→ Alıntılanan Metin
'''

KOMİSYON KONUŞMASI

HÜSEYİN KAÇMAZ (Şırnak) - Sayın Başkan, Sayın Bakan ve değerli bürokratlar; aslında birçok konu arkadaşlarımızca da tekrar edildi.

Evet, bir ülkenin millî savunması elzemdir. Özellikle Orta Doğu'nun, dünyanın içinde bulunduğu durumu da göz önüne alırsak bütçenin artması, evet, olabilir, bu konuya ilişkin takdir yine Komisyonundur ancak bazı konulara ilişkin bazı itirazlarımız var, onları da belirtmek isteriz.

Maalesef, uzun yıllardır, sadece kırk yıllık PKK'yle ilgili değil, daha öncesinde de olan bir Kürt meselesi var bu ülkede. Çok üzülerek bu durumu söyleyebilirim, şu aşamada olumlu herhangi bir şey göremiyorum, bu savaş kırk yıl -çatışma mı denir ne deniyorsa artık- daha mı devam eder, maalesef ki böyle olmaması temennimizdir.

Şunu söyleyelim: Kürt meselesindeki bu güvenlik politikası yaklaşımı, açıkçası dediğimiz gibi, bu ülkenin bir yurttaşı olarak bizim olumlu görmediğimiz bir durumdur. Şöyle söyleyebilirim, çocukluğum bodrumlarda geçti. 1990'lı dönemlerde her akşam çatışmalı ortam vardı. Çözüm süreciyle birlikte ve daha öncesinde sağlanan bazı olumlu ortamlarla birlikte, bu durum hakikaten bize umut aşılamıştı. Lakin çözüm sürecinin bitmesiyle, maalesef, yasaklarda Silopi ilçesindeydim, Cizre'deydim Şırnaklı olarak. Orada çok büyük acılara şahit oldum. Sadece Cizre'de üç bodrumdan 177 ceset çıkarıldı. Bunlar en nihayetinde bu ülkenin insanlarıydı.

Evet, farklı görüşler, farklı beklentiler, farklı iddialar olabilir, tutup biz de böyle realiteden uzak bir beklenti içine girmiyoruz, onu da söyleyelim ancak şunu net bir şekilde söyleyebilirim; çözüm sürecinin bitmesi sadece Türkiye'deki politikayla alakalı olmadı, dış politikaya da bu durum yansıdı. Irak'ta Kürdistan Bölgesel Yönetimiyle ihracat gerçekleşti ve ilişkiler en iyi seviyedeyken, oradaki halkın bir referandum talebi bile bu Hükûmet tarafından, iktidar tarafından kabul görmedi.

'''

→ Veri Kümesinden Alıntılar
'''

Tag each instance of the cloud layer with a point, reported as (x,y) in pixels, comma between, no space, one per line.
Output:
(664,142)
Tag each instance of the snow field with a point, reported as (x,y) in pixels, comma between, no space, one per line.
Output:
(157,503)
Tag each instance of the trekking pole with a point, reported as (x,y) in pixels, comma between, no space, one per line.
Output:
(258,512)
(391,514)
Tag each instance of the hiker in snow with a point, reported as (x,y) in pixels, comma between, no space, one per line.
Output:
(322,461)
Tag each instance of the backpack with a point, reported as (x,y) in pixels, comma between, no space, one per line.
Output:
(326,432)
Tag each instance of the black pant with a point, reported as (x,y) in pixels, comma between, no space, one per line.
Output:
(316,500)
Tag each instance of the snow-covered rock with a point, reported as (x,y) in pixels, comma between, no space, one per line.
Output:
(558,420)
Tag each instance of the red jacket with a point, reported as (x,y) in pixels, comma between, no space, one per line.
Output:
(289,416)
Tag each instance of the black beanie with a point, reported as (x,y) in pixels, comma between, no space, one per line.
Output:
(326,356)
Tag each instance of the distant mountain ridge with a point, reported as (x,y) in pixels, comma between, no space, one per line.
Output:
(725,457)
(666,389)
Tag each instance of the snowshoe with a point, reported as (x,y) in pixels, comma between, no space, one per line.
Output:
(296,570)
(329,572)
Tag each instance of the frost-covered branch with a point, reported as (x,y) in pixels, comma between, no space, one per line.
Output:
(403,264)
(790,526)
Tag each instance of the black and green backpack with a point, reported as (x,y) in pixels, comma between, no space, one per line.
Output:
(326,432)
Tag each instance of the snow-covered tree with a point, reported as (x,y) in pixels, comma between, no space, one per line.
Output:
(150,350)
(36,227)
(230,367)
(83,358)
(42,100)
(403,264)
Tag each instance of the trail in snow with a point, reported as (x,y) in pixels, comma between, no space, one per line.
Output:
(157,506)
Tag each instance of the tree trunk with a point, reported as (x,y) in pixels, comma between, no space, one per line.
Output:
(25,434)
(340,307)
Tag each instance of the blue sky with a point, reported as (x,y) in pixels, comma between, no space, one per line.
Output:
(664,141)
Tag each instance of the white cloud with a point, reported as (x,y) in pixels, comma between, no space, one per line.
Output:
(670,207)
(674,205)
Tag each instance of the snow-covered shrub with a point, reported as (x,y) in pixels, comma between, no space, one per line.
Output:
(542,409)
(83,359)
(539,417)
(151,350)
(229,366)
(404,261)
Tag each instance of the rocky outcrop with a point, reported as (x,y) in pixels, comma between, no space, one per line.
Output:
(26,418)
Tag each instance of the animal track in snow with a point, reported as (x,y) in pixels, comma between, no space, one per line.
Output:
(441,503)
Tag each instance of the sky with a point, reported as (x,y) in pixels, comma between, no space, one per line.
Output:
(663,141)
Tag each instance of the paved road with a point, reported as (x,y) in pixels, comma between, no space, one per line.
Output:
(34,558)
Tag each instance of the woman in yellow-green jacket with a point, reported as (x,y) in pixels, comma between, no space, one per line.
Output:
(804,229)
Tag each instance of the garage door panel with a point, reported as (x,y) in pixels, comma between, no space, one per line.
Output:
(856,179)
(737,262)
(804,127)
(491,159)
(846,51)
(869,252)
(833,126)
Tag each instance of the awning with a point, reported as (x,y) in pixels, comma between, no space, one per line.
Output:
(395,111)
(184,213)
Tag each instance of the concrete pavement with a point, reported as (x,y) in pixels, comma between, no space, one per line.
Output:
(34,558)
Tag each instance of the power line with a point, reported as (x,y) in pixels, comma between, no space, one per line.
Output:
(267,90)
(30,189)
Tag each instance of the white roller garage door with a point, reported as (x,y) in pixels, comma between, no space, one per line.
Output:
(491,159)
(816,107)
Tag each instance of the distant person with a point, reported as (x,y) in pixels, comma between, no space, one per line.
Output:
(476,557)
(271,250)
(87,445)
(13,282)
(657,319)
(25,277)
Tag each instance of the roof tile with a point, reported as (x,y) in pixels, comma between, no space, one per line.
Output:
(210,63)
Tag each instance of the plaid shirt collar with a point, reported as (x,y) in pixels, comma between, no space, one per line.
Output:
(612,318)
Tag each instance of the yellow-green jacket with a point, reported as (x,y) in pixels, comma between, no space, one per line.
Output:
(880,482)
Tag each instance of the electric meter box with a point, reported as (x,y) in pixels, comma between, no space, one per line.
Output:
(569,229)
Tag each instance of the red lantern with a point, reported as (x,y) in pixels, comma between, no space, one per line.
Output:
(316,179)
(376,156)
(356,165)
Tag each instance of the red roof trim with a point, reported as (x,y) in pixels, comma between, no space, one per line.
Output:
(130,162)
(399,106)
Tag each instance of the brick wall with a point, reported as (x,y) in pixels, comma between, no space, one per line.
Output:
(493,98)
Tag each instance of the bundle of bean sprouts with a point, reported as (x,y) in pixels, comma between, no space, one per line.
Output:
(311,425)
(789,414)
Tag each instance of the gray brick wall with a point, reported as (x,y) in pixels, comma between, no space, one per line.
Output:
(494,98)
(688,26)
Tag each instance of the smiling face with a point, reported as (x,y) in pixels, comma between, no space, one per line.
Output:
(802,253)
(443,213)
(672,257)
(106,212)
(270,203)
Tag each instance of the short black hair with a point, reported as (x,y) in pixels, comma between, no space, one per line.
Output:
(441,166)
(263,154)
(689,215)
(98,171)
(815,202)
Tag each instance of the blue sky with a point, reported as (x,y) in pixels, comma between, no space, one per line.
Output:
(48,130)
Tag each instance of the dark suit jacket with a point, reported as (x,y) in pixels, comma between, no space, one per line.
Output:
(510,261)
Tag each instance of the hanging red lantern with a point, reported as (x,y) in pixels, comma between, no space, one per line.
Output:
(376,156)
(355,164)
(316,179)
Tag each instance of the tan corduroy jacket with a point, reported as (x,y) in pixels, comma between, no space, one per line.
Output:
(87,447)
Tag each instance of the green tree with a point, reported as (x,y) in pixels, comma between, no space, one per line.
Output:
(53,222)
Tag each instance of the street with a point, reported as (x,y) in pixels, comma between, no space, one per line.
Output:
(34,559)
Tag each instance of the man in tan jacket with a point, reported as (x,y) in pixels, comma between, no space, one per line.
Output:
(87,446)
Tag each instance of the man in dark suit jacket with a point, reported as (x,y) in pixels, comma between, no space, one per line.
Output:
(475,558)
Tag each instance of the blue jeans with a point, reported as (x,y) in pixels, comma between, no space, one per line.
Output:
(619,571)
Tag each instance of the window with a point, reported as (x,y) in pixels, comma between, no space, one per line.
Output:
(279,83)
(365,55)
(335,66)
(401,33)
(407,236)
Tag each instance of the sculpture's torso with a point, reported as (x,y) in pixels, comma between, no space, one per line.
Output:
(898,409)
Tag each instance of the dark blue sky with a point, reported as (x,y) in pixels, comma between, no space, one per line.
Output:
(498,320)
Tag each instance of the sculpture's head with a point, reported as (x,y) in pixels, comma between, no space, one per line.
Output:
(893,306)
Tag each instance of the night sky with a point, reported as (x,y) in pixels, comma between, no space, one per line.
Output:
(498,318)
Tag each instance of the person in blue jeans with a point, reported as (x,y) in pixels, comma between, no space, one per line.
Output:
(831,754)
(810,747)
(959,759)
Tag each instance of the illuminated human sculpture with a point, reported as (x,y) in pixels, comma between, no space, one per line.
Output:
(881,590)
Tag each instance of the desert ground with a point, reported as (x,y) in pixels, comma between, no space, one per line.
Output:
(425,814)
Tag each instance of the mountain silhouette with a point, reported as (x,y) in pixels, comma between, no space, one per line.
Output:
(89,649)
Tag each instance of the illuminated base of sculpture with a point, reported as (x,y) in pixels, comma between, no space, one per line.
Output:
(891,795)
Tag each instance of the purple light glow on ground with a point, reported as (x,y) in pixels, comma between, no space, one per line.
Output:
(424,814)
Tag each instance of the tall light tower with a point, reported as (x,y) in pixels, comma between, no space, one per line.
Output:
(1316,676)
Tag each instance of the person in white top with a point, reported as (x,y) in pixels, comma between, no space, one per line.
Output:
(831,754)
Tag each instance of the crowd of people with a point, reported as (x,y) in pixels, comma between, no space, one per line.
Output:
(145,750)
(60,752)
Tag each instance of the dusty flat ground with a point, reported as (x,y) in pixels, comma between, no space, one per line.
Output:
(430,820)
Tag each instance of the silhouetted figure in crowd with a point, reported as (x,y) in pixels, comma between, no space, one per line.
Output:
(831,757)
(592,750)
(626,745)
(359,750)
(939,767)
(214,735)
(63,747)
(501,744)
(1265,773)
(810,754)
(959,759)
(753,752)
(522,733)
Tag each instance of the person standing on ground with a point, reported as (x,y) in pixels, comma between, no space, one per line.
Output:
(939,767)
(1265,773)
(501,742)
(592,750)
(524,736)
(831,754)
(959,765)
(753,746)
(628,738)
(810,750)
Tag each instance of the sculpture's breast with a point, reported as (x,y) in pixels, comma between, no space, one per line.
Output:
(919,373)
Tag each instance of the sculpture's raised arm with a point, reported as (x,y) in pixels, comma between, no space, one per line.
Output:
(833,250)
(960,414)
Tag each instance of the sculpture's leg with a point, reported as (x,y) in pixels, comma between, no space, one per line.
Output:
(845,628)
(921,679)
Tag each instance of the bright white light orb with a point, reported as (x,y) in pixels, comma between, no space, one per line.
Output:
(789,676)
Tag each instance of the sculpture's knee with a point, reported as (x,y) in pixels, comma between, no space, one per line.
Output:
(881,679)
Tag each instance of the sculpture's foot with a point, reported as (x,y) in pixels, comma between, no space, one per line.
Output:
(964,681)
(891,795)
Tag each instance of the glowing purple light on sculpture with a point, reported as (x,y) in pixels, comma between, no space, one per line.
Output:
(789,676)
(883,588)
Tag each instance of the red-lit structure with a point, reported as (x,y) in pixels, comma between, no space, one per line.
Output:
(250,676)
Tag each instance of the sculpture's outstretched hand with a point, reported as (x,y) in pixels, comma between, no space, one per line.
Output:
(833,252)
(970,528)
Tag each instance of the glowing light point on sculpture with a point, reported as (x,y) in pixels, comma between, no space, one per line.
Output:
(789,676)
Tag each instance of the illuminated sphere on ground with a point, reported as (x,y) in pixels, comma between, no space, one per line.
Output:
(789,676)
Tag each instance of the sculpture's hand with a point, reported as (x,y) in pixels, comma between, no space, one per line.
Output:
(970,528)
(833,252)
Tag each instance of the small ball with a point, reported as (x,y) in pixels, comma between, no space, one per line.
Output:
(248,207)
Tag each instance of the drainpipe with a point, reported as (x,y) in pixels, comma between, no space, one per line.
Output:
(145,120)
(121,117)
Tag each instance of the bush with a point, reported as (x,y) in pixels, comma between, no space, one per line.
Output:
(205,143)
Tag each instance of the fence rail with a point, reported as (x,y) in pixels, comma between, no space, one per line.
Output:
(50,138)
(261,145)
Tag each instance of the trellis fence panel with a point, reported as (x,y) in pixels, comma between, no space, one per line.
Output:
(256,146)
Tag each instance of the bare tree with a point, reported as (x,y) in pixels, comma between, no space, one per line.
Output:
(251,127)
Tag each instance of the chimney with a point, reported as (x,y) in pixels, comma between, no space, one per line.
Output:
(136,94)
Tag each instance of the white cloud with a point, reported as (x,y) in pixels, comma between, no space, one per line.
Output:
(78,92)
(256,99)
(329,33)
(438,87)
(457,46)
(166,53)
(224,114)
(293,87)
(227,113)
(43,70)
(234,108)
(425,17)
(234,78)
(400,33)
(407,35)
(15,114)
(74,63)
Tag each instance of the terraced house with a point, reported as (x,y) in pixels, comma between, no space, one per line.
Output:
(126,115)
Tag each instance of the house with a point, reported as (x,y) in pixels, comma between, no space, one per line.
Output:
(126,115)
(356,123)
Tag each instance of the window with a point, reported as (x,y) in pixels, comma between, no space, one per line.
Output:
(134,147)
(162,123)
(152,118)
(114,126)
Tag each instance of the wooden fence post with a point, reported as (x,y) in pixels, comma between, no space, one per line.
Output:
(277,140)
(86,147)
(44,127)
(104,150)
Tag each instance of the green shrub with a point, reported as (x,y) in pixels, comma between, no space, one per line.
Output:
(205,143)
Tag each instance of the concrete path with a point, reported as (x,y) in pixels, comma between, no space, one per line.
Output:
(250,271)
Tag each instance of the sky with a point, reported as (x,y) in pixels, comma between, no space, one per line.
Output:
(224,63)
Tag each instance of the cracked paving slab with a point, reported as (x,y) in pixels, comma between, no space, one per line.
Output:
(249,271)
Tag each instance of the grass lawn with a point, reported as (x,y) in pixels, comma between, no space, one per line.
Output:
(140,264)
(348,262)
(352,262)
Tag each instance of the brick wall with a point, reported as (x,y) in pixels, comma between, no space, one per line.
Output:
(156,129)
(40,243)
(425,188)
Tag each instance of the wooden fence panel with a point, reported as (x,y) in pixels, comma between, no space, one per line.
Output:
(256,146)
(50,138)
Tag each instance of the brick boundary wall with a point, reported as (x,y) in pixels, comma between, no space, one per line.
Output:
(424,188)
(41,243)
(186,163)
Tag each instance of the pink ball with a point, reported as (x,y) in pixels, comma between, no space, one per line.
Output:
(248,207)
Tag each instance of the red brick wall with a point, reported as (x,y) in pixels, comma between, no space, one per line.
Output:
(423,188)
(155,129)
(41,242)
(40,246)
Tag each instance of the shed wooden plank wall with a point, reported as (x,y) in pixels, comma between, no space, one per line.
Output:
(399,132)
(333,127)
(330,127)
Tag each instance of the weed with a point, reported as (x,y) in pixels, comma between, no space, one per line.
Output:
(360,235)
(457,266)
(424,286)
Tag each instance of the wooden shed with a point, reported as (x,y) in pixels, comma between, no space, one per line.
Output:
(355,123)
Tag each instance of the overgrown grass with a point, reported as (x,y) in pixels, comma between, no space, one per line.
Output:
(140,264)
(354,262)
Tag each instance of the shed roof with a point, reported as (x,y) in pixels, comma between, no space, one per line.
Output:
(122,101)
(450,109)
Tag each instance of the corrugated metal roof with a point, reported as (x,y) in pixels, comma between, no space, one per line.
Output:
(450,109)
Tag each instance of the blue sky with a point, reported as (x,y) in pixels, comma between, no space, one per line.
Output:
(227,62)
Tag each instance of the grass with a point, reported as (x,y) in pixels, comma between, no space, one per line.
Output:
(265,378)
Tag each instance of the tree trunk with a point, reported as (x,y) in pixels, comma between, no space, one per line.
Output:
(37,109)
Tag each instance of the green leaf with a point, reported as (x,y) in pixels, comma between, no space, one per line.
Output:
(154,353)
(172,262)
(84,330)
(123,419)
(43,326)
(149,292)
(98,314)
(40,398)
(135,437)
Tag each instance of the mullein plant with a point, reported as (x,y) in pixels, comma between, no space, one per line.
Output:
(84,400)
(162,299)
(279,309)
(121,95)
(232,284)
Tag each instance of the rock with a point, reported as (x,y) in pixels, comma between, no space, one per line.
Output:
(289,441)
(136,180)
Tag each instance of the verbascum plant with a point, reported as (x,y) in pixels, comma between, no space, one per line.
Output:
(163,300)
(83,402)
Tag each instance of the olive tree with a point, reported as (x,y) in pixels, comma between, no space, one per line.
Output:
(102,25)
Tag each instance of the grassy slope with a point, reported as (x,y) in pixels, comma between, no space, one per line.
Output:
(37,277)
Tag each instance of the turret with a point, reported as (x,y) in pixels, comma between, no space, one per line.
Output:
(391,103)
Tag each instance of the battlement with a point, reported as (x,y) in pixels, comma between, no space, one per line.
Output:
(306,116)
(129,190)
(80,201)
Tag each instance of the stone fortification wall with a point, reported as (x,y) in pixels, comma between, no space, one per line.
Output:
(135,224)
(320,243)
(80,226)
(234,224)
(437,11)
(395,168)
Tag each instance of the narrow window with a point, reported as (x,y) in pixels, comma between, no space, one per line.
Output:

'''

→ Yönerge 1
Komisyon konuşmasında "KOMİSYON KONUŞMASI" ifadesinden "da belirtmek isteriz." ifadesine kadar uzanan kısmı kelimesi kelimesine aktarın.
→ Yönerge 2
Komisyon konuşmasına göre Cizre'de üç bodrumdan kaç ceset çıkarıldı?
Satırların bu komisyon konuşmasıyla hiçbir ilgisi yoktur.

→ Yanıt 1
KOMİSYON KONUŞMASI

HÜSEYİN KAÇMAZ (Şırnak) - Sayın Başkan, Sayın Bakan ve değerli bürokratlar; aslında birçok konu arkadaşlarımızca da tekrar edildi.

Evet, bir ülkenin millî savunması elzemdir. Özellikle Orta Doğu'nun, dünyanın içinde bulunduğu durumu da göz önüne alırsak bütçenin artması, evet, olabilir, bu konuya ilişkin takdir yine Komisyonundur ancak bazı konulara ilişkin bazı itirazlarımız var, onları da belirtmek isteriz.

→ Yanıt 2
177 ceset çıkarıldı.